ESTRATTO FORNITO:
Energie rinnovabili: in Europa si fa ancora troppo affidamento sulle fossili
Se da una parte l'Unione europea dipende ancora in gran parte dai combustibili fossili dall'altra rimane viva la spinta delle rinnovabili, depotenziata però dalla ripresa dei consumi post Covid.
Obiettivi di decarbonizzazione ancora lontani per l'Europa che continua a fare affidamento in gran parte sulle fonti fossili per il suo approvvigionamento energetico complessivo, come dimostra il rapporto tra combustibili fossili ed energia lorda disponibile (indice che rappresenta la domanda totale di energia di un paese).
Le indagini dell'Eurostat hanno messo in evidenza che nel 2021 ci sono ancora paesi che si affidano quasi totalmente alle fonti fossili, come Malta (96%) con la quota più alta di combustibili fossili nell'energia disponibile lorda, seguita da Cipro e Paesi Bassi (89%), Irlanda e Polonia (88%) e l'Italia che registra un consistente 78%. Solo Svezia (32%), Finlandia (38%) e Francia (48%) hanno quote inferiori al 50%, grazie anche dalla presenza di centrali nucleari.
Nonostante ciò, la produzione di elettricità da fonti energetiche rinnovabili è aumentata di quasi il 5% tra il 2020 e il 2021. Anche il consumo lordo di elettricità è aumentato principalmente a causa della ripresa economica dopo la revoca delle restrizioni Covid-19. Di conseguenza, la quota di rinnovabili nel consumo lordo di elettricità nell'Ue è aumentata solo di 0,1 punti percentuali, passando dal 37,4% nel 2020 al 37,5% nel 2021.
Parlando di dati, l'eolico e l'idroelettrico rappresentano oltre i due terzi dell'energia totale prodotta da fonti rinnovabili (rispettivamente 37% e 32%). Il restante terzo dell'elettricità proviene dall'energia solare (15%), dai biocarburanti solidi (7%) e da altre fonti rinnovabili (8%). L'energia solare è la fonte in più rapida crescita, si pensi che solo nel 2008 rappresentava l'1% dell'elettricità consumata nell'Ue.

DATI FORNITI:
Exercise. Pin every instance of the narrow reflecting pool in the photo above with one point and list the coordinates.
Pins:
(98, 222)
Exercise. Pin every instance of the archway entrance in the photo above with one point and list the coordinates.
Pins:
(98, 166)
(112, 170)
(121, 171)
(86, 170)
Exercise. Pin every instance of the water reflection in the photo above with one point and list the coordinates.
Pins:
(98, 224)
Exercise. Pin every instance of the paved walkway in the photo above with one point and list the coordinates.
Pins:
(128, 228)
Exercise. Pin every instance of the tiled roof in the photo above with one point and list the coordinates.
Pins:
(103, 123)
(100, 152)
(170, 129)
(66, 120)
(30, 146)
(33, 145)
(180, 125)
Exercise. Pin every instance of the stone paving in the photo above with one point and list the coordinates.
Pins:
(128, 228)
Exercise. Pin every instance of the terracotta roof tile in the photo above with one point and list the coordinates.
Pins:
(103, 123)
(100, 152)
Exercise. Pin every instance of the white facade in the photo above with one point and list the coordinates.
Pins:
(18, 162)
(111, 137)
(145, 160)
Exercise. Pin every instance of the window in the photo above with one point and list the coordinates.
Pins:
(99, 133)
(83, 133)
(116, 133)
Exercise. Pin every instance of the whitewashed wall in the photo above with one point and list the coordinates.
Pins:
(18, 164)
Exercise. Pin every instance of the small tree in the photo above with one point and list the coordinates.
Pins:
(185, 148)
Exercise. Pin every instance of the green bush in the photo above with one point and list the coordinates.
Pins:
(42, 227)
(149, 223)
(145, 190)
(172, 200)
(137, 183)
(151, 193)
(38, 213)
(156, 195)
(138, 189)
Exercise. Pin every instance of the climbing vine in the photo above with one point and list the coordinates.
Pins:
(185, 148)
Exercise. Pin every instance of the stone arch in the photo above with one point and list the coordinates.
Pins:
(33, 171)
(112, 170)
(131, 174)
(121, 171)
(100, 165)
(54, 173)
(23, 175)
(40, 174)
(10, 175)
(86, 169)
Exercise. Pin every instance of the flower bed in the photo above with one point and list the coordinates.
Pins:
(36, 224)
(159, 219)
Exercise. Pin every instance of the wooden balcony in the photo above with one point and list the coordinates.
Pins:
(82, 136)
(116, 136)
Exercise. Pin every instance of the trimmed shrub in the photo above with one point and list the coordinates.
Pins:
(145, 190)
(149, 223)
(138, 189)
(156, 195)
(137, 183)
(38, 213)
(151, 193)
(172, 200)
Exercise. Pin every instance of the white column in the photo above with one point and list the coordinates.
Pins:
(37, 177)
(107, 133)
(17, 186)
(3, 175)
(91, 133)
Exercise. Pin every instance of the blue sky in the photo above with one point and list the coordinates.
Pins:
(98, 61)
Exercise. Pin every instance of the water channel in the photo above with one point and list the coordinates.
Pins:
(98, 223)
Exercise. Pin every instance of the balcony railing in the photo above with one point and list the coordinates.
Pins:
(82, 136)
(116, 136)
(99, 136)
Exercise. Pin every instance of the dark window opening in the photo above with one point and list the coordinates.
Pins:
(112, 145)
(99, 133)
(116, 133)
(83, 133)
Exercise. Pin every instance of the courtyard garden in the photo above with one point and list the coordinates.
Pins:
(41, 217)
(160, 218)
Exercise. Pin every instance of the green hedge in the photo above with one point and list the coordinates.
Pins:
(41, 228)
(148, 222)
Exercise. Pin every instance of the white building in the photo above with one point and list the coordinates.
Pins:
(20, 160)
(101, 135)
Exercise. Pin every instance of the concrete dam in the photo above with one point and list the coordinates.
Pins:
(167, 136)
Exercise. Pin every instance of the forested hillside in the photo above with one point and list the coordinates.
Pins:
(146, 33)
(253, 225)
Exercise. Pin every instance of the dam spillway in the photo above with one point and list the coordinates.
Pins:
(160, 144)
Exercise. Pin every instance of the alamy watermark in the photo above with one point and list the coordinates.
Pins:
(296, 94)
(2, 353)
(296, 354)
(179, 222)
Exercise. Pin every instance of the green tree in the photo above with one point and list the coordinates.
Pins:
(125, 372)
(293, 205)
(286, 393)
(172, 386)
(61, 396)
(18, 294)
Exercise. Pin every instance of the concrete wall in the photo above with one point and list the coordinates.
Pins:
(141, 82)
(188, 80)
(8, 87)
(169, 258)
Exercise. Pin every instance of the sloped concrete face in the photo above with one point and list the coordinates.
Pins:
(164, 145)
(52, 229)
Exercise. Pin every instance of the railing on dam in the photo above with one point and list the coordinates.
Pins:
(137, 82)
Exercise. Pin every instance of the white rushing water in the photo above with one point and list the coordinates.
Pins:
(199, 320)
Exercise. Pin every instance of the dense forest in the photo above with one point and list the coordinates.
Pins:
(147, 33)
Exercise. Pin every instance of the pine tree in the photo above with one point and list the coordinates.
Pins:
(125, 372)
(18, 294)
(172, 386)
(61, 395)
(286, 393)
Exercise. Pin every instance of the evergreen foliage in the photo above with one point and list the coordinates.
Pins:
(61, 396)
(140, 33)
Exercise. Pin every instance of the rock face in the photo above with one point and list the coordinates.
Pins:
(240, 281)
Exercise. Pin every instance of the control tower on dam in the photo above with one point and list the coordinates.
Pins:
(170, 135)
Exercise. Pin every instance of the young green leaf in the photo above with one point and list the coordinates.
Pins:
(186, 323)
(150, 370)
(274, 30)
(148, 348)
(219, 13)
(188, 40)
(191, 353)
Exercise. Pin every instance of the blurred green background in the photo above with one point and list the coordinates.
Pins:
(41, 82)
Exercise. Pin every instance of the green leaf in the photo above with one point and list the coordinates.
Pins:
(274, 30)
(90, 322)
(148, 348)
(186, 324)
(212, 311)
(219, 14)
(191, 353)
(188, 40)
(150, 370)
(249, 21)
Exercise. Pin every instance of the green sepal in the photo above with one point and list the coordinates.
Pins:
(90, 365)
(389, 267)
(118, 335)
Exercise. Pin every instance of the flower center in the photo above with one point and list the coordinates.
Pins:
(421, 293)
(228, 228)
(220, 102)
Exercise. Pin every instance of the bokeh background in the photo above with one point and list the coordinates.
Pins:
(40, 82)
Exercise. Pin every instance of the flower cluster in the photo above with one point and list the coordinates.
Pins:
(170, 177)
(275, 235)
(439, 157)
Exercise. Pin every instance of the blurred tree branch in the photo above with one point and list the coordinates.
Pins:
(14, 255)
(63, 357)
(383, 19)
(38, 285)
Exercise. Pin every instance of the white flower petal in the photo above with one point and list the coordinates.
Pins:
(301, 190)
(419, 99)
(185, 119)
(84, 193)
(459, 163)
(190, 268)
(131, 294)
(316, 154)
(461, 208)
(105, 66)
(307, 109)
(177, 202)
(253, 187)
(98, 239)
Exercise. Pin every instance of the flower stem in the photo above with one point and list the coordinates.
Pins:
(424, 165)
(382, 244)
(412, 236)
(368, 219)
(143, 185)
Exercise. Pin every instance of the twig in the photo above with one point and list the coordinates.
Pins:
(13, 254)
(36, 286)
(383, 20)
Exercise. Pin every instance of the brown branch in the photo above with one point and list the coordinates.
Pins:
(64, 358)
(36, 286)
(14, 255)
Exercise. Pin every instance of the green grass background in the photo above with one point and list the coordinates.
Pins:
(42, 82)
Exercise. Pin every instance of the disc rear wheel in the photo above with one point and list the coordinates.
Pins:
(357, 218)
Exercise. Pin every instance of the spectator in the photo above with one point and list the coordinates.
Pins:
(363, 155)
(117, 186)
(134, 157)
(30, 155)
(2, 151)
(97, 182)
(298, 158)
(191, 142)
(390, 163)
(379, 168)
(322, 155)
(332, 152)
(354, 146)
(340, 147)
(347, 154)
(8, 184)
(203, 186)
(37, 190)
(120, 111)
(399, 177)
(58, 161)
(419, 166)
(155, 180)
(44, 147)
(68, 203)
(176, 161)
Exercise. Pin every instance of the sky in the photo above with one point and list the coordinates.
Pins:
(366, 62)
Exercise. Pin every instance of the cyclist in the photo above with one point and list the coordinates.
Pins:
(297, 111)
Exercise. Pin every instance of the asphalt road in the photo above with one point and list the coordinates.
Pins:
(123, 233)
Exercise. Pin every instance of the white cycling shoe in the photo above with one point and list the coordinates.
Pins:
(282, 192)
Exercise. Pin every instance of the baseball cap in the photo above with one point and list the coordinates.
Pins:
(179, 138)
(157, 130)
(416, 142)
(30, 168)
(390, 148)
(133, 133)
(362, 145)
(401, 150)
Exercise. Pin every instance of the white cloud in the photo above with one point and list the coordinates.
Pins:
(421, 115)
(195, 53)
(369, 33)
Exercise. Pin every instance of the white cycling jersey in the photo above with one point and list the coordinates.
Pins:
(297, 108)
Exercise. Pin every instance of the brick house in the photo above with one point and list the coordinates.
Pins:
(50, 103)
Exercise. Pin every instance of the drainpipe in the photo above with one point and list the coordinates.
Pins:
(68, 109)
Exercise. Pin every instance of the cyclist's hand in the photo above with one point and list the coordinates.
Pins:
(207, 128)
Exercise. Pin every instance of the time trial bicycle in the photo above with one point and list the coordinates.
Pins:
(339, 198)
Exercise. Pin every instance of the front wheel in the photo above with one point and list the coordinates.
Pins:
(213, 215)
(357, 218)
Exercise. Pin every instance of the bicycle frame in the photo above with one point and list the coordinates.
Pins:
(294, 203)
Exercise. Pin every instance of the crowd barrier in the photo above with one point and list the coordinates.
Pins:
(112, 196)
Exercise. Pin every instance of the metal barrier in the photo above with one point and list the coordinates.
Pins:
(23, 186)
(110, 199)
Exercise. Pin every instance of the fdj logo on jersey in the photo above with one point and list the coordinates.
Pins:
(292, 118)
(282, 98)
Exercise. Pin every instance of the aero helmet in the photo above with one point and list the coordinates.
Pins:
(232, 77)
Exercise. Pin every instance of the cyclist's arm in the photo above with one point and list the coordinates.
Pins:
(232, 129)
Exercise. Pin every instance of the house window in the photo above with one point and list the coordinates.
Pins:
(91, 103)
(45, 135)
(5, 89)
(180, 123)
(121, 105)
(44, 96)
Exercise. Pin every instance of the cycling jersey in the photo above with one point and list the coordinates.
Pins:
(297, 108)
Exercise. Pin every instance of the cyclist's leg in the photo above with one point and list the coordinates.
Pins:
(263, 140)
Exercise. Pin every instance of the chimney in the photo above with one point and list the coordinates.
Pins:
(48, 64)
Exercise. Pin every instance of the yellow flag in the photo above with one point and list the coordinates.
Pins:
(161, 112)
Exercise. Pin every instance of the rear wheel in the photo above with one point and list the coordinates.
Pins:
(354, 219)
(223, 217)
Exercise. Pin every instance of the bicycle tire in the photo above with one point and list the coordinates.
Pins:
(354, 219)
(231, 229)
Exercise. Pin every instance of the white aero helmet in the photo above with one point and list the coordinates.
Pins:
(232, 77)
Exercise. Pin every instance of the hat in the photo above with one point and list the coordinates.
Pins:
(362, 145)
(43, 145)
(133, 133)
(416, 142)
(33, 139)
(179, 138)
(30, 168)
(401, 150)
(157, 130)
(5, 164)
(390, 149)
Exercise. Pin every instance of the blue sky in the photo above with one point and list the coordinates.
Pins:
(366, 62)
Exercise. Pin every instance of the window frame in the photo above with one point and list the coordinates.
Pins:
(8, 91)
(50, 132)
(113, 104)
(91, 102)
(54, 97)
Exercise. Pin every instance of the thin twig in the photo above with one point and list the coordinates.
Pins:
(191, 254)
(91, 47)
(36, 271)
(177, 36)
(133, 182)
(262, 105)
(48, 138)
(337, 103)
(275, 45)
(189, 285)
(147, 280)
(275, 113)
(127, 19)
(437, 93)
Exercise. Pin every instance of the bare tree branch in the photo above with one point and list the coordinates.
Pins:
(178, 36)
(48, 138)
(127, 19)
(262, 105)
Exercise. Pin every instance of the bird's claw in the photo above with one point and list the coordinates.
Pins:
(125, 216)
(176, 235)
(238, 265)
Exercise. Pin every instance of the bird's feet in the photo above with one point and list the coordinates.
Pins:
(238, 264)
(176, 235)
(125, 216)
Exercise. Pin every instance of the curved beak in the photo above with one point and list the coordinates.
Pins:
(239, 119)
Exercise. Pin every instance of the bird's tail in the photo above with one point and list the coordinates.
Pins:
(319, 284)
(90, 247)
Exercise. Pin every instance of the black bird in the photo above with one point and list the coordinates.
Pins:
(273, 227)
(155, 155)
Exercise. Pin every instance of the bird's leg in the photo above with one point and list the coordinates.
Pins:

ISTRUZIONI:
A: Secondo l'estratto sulle energie rinnovabili, quale quota di combustibili fossili nell'energia disponibile lorda registra l'Italia nel 2021?
B: Per favore, elenca tutte le fonti di elettricità rinnovabile citate nell'estratto sulle energie rinnovabili, ciascuna con la percentuale indicata.

RISPOSTE AI COMPITI:
A: L'Italia registra una quota del 78%.

B: Eolico (37%), idroelettrico (32%), energia solare (15%), biocarburanti solidi (7%), altre fonti rinnovabili (8%).